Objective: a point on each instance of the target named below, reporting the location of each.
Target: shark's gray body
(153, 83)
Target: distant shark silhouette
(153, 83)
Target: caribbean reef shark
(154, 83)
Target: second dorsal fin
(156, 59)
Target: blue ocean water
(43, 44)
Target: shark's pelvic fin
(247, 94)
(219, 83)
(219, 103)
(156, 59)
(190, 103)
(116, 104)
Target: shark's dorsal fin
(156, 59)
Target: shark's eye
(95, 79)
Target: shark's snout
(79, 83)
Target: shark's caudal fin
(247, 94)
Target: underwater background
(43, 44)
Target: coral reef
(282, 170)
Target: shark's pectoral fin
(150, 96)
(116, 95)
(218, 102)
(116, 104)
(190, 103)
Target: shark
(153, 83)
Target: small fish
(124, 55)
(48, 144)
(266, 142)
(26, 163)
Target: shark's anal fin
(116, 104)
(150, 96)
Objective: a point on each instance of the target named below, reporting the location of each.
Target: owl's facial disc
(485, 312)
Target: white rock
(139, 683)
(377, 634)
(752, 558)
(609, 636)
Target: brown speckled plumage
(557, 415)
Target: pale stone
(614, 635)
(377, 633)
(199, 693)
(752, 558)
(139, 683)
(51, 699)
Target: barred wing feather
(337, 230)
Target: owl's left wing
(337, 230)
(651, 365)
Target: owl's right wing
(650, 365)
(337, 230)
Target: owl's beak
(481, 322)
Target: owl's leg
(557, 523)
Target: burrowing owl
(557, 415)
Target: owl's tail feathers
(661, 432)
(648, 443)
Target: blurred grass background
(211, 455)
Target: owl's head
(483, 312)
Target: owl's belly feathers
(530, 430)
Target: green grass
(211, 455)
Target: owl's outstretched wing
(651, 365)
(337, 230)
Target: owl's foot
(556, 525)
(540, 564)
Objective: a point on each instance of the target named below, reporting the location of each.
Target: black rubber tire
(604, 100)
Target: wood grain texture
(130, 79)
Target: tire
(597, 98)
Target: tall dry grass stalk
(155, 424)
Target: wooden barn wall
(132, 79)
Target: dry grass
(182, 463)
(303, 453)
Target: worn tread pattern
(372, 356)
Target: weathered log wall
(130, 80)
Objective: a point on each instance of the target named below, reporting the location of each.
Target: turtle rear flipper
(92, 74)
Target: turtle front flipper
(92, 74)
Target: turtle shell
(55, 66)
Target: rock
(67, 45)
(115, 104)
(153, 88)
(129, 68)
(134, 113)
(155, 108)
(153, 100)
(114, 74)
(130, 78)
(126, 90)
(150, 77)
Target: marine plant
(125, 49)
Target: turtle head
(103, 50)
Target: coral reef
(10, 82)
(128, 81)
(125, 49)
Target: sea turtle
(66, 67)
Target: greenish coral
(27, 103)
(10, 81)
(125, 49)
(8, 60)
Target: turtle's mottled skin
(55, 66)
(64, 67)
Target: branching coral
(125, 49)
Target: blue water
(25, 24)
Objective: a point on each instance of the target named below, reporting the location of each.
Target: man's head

● ● ●

Ripeti senza alcuna modifica tutte le righe riportate sopra, dalla prima all'ultima.

Objective: a point on each instance of the target named below, reporting the location of each.
Target: shark's gray body
(153, 83)
Target: distant shark silhouette
(153, 83)
Target: caribbean reef shark
(154, 83)
Target: second dorsal fin
(156, 59)
Target: blue ocean water
(43, 44)
Target: shark's pelvic fin
(247, 94)
(219, 83)
(219, 103)
(156, 59)
(190, 103)
(116, 104)
Target: shark's dorsal fin
(156, 59)
Target: shark's eye
(95, 79)
Target: shark's snout
(79, 83)
Target: shark's caudal fin
(247, 94)
Target: underwater background
(43, 44)
Target: coral reef
(282, 170)
Target: shark's pectoral fin
(150, 96)
(116, 95)
(218, 102)
(116, 104)
(190, 103)
Target: shark
(153, 83)
Target: small fish
(124, 55)
(48, 144)
(266, 142)
(26, 163)
Target: shark's anal fin
(116, 104)
(150, 96)
Objective: a point on each instance of the target named below, reporting the location of each.
Target: owl's facial disc
(485, 312)
Target: white rock
(139, 683)
(377, 634)
(752, 558)
(609, 636)
Target: brown speckled plumage
(557, 415)
Target: pale stone
(614, 635)
(377, 633)
(199, 693)
(752, 558)
(139, 683)
(51, 699)
Target: barred wing feather
(337, 230)
Target: owl's left wing
(337, 230)
(651, 365)
Target: owl's right wing
(650, 365)
(337, 230)
Target: owl's beak
(481, 322)
Target: owl's leg
(557, 523)
Target: burrowing owl
(557, 415)
Target: owl's tail feathers
(661, 432)
(648, 443)
Target: blurred grass background
(211, 455)
Target: owl's head
(483, 312)
Target: owl's belly feathers
(530, 430)
Target: green grass
(211, 455)
Target: owl's outstretched wing
(651, 365)
(337, 230)
Target: owl's foot
(556, 525)
(540, 564)
Objective: a point on each instance of the target named below, reporting the location of each.
Target: black rubber tire
(604, 100)
Target: wood grain texture
(130, 79)
Target: tire
(597, 98)
Target: tall dry grass stalk
(155, 424)
Target: wooden barn wall
(132, 79)
Target: dry grass
(182, 463)
(303, 453)
Target: worn tread pattern
(372, 356)
Target: weathered log wall
(130, 80)
Objective: a point on each instance of the target named below, reporting the location of each.
Target: turtle rear flipper
(92, 74)
Target: turtle front flipper
(92, 74)
Target: turtle shell
(55, 66)
Target: rock
(67, 45)
(115, 104)
(153, 88)
(129, 68)
(134, 113)
(155, 108)
(153, 100)
(114, 74)
(130, 78)
(126, 90)
(150, 77)
Target: marine plant
(125, 49)
Target: turtle head
(103, 50)
Target: coral reef
(10, 82)
(128, 81)
(125, 49)
Target: sea turtle
(66, 67)
Target: greenish coral
(27, 103)
(10, 81)
(125, 49)
(8, 60)
Target: turtle's mottled skin
(55, 66)
(64, 67)
Target: branching coral
(125, 49)
Target: blue water
(25, 24)
Objective: a point on each instance of the target named below, reporting the location of each.
Target: man's head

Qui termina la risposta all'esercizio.